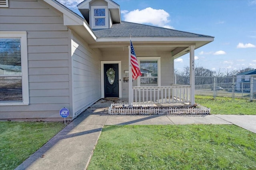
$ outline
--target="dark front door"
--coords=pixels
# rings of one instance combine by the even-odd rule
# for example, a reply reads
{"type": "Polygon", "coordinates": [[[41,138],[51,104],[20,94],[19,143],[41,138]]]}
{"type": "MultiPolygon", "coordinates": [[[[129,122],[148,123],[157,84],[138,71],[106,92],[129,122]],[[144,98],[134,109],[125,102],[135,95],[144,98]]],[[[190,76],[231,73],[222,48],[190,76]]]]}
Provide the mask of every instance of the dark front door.
{"type": "Polygon", "coordinates": [[[104,94],[105,98],[118,97],[118,64],[104,64],[104,94]]]}

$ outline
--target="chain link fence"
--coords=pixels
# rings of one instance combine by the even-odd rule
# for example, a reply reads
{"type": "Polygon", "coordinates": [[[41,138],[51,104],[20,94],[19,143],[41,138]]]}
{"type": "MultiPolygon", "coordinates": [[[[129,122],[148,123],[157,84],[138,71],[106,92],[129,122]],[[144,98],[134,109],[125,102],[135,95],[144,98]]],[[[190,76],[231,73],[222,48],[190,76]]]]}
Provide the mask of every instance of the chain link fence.
{"type": "MultiPolygon", "coordinates": [[[[190,79],[189,76],[175,75],[175,84],[189,85],[190,79]]],[[[245,80],[235,77],[196,76],[195,90],[196,95],[211,96],[214,99],[224,97],[253,100],[256,99],[256,80],[253,77],[245,80]]]]}

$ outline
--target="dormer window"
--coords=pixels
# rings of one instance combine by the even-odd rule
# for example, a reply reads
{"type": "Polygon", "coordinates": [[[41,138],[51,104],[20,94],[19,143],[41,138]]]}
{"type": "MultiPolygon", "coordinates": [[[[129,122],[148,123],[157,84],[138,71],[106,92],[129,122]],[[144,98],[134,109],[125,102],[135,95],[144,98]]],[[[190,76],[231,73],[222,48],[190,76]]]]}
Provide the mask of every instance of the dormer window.
{"type": "Polygon", "coordinates": [[[110,28],[121,23],[119,5],[112,0],[86,0],[77,7],[92,29],[110,28]]]}
{"type": "Polygon", "coordinates": [[[94,8],[93,10],[94,26],[105,26],[106,25],[106,9],[94,8]]]}
{"type": "Polygon", "coordinates": [[[106,28],[108,24],[108,12],[107,7],[95,6],[92,7],[92,10],[93,15],[92,25],[93,28],[106,28]]]}

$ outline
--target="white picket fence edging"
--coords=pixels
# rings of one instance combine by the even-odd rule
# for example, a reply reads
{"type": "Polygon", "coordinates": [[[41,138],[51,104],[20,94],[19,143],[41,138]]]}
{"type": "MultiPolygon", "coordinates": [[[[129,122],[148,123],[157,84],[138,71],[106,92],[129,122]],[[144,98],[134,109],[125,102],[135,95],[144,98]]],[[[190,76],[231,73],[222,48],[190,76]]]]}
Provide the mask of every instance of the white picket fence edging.
{"type": "Polygon", "coordinates": [[[197,104],[195,106],[154,106],[153,104],[143,104],[130,107],[128,103],[112,103],[108,109],[109,115],[208,115],[210,109],[197,104]]]}

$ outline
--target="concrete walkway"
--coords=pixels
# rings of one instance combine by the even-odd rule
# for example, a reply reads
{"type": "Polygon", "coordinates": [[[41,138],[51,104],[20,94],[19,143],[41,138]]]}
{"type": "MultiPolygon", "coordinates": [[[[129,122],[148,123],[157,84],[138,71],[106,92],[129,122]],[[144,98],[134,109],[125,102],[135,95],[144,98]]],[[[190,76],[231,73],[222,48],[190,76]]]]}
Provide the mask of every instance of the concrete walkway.
{"type": "Polygon", "coordinates": [[[256,115],[108,115],[112,102],[100,100],[16,170],[85,170],[104,125],[235,124],[256,133],[256,115]]]}

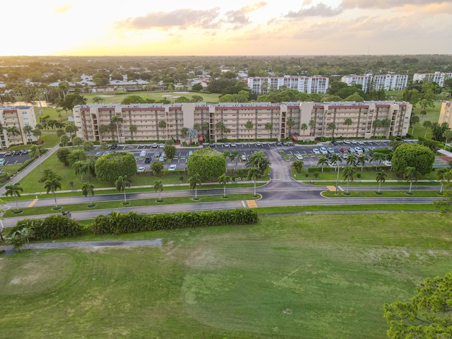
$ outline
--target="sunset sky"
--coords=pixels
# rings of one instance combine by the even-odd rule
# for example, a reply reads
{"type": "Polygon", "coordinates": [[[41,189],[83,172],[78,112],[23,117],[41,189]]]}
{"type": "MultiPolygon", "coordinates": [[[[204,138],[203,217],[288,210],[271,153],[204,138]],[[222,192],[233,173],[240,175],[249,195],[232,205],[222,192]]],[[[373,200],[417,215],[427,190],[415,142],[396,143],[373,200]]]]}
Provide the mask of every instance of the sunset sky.
{"type": "Polygon", "coordinates": [[[452,0],[23,0],[2,13],[4,56],[452,54],[452,0]]]}

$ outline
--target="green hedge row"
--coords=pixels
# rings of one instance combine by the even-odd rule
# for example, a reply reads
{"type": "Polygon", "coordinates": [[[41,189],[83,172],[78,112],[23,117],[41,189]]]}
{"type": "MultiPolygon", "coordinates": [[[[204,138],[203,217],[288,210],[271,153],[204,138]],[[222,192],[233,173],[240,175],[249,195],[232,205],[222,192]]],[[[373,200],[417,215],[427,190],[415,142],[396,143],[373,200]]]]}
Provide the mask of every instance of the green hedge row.
{"type": "Polygon", "coordinates": [[[9,234],[29,228],[30,239],[44,240],[63,237],[78,237],[83,228],[76,220],[64,215],[50,215],[44,219],[25,219],[17,222],[16,226],[8,228],[9,234]]]}
{"type": "Polygon", "coordinates": [[[153,215],[112,212],[107,215],[97,215],[89,229],[95,234],[120,234],[157,230],[254,224],[257,218],[256,210],[250,208],[153,215]]]}

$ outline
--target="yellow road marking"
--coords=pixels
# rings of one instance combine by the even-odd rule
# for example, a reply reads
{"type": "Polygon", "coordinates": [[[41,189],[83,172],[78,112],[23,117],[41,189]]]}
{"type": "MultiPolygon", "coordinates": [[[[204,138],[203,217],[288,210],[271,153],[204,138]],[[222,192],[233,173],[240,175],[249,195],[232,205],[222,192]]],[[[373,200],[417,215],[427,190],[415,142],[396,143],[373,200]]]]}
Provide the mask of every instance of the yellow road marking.
{"type": "Polygon", "coordinates": [[[40,199],[35,199],[33,200],[31,203],[30,203],[30,205],[28,205],[28,207],[33,207],[35,206],[35,204],[36,203],[37,203],[37,201],[40,199]]]}

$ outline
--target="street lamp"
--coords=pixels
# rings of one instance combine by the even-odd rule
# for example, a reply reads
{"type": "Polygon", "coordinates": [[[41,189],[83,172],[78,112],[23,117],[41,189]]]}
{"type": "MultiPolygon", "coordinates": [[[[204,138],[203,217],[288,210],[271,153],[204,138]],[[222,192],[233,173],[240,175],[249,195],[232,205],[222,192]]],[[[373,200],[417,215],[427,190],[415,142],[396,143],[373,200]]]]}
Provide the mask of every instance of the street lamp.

### DESCRIPTION OF THE TASK:
Reproduce all of the lines above word for word, without the pictures.

### OUTPUT OF THE TASK:
$ outline
--target="dark front door"
--coords=pixels
# rings of one instance combine by the even-odd rule
# for example, a reply reads
{"type": "Polygon", "coordinates": [[[41,138],[51,104],[20,94],[19,143],[41,138]]]}
{"type": "MultiPolygon", "coordinates": [[[[129,122],[148,123],[157,84],[138,71],[106,92],[129,122]],[[144,98],[134,109],[125,102],[135,95],[144,98]]],[[[190,76],[231,73],[222,48],[190,76]]]]}
Provide the mask of every instance of the dark front door.
{"type": "Polygon", "coordinates": [[[104,94],[105,98],[118,97],[118,64],[104,64],[104,94]]]}

$ outline
--target="chain link fence"
--coords=pixels
# rings of one instance combine by the even-odd rule
# for example, a reply reads
{"type": "Polygon", "coordinates": [[[41,138],[51,104],[20,94],[19,143],[41,138]]]}
{"type": "MultiPolygon", "coordinates": [[[[129,122],[148,123],[157,84],[138,71],[106,92],[129,122]],[[144,98],[134,109],[125,102],[135,95],[144,98]]],[[[190,76],[231,73],[222,48],[190,76]]]]}
Provide the mask of every instance of the chain link fence.
{"type": "MultiPolygon", "coordinates": [[[[190,79],[189,76],[175,75],[175,84],[189,85],[190,79]]],[[[245,80],[235,77],[196,76],[195,90],[196,95],[211,96],[214,99],[224,97],[253,100],[256,99],[256,80],[253,77],[245,80]]]]}

$ outline
--target="dormer window"
--coords=pixels
# rings of one instance combine by the even-odd rule
# for example, a reply reads
{"type": "Polygon", "coordinates": [[[41,138],[51,104],[20,94],[19,143],[41,138]]]}
{"type": "MultiPolygon", "coordinates": [[[[129,122],[148,123],[157,84],[138,71],[106,92],[129,122]],[[144,98],[134,109],[125,102],[135,95],[144,98]]],[[[190,76],[231,73],[222,48],[190,76]]]]}
Provide the mask of every instance of the dormer window.
{"type": "Polygon", "coordinates": [[[110,28],[121,23],[119,5],[112,0],[86,0],[77,7],[92,29],[110,28]]]}
{"type": "Polygon", "coordinates": [[[94,8],[93,10],[94,26],[105,26],[106,25],[106,9],[94,8]]]}
{"type": "Polygon", "coordinates": [[[106,28],[108,24],[108,12],[107,7],[95,6],[92,7],[92,10],[93,15],[92,25],[93,28],[106,28]]]}

$ outline
--target="white picket fence edging"
--coords=pixels
# rings of one instance combine by the even-odd rule
# for example, a reply reads
{"type": "Polygon", "coordinates": [[[41,138],[51,104],[20,94],[19,143],[41,138]]]}
{"type": "MultiPolygon", "coordinates": [[[[129,122],[148,123],[157,84],[138,71],[106,92],[129,122]],[[144,98],[134,109],[125,102],[135,95],[144,98]]],[[[190,76],[231,73],[222,48],[190,76]]]]}
Provide the mask of every instance of the white picket fence edging.
{"type": "Polygon", "coordinates": [[[197,104],[195,106],[154,106],[153,104],[143,104],[130,107],[128,103],[112,103],[108,109],[109,115],[208,115],[210,109],[197,104]]]}

$ outline
--target="concrete walkway"
--coords=pixels
# rings of one instance combine by the even-odd rule
# for example, a reply reads
{"type": "Polygon", "coordinates": [[[41,138],[51,104],[20,94],[19,143],[41,138]]]}
{"type": "MultiPolygon", "coordinates": [[[[129,122],[148,123],[157,84],[138,71],[106,92],[129,122]],[[144,98],[134,109],[125,102],[135,95],[144,98]]],[[[190,76],[231,73],[222,48],[190,76]]]]}
Provide the mask of every instance of the concrete walkway.
{"type": "Polygon", "coordinates": [[[256,115],[108,115],[112,102],[100,100],[16,170],[85,170],[104,125],[235,124],[256,133],[256,115]]]}

$ outline
--target="sunset sky"
--coords=pixels
# rings of one instance combine by the even-odd rule
# for example, a reply reads
{"type": "Polygon", "coordinates": [[[41,189],[83,172],[78,112],[23,117],[41,189]]]}
{"type": "MultiPolygon", "coordinates": [[[[204,138],[203,217],[288,210],[271,153],[204,138]],[[222,192],[233,173],[240,175],[249,195],[232,205],[222,192]]],[[[373,200],[417,215],[427,190],[415,142],[396,143],[373,200]]]]}
Provide the mask of every instance of the sunset sky.
{"type": "Polygon", "coordinates": [[[452,0],[23,0],[2,13],[4,56],[452,54],[452,0]]]}

$ outline
--target="green hedge row"
--coords=pixels
# rings of one instance combine by the even-odd rule
# for example, a reply reads
{"type": "Polygon", "coordinates": [[[41,189],[83,172],[78,112],[23,117],[41,189]]]}
{"type": "MultiPolygon", "coordinates": [[[[204,138],[203,217],[288,210],[271,153],[204,138]],[[222,192],[233,173],[240,175],[249,195],[232,205],[222,192]]],[[[373,200],[417,215],[427,190],[415,142],[396,143],[373,200]]]]}
Provide the mask of every instance of the green hedge row.
{"type": "Polygon", "coordinates": [[[9,234],[29,228],[30,239],[44,240],[63,237],[78,237],[83,228],[76,220],[64,215],[50,215],[44,219],[25,219],[17,222],[16,226],[8,228],[9,234]]]}
{"type": "Polygon", "coordinates": [[[153,215],[112,212],[107,215],[97,215],[89,229],[95,234],[120,234],[157,230],[254,224],[257,218],[256,210],[250,208],[153,215]]]}

$ outline
--target="yellow road marking"
--coords=pixels
# rings of one instance combine by the even-odd rule
# for example, a reply reads
{"type": "Polygon", "coordinates": [[[41,189],[83,172],[78,112],[23,117],[41,189]]]}
{"type": "MultiPolygon", "coordinates": [[[[204,138],[203,217],[288,210],[271,153],[204,138]],[[222,192],[233,173],[240,175],[249,195],[232,205],[222,192]]],[[[373,200],[417,215],[427,190],[415,142],[396,143],[373,200]]]]}
Provide the mask of every instance of the yellow road marking.
{"type": "Polygon", "coordinates": [[[40,199],[35,199],[33,200],[31,203],[30,203],[30,205],[28,205],[28,207],[33,207],[35,206],[35,204],[36,203],[37,203],[37,201],[40,199]]]}

$ outline
--target="street lamp"
--coords=pixels
# rings of one instance combine by the even-odd rule
# for example, a reply reads
{"type": "Polygon", "coordinates": [[[41,189],[83,172],[78,112],[23,117],[41,189]]]}
{"type": "MultiPolygon", "coordinates": [[[[204,138],[203,217],[288,210],[271,153],[204,138]],[[222,192],[233,173],[240,175],[249,195],[232,205],[222,192]]],[[[373,200],[417,215],[427,190],[415,142],[396,143],[373,200]]]]}
Provide the mask of every instance of the street lamp.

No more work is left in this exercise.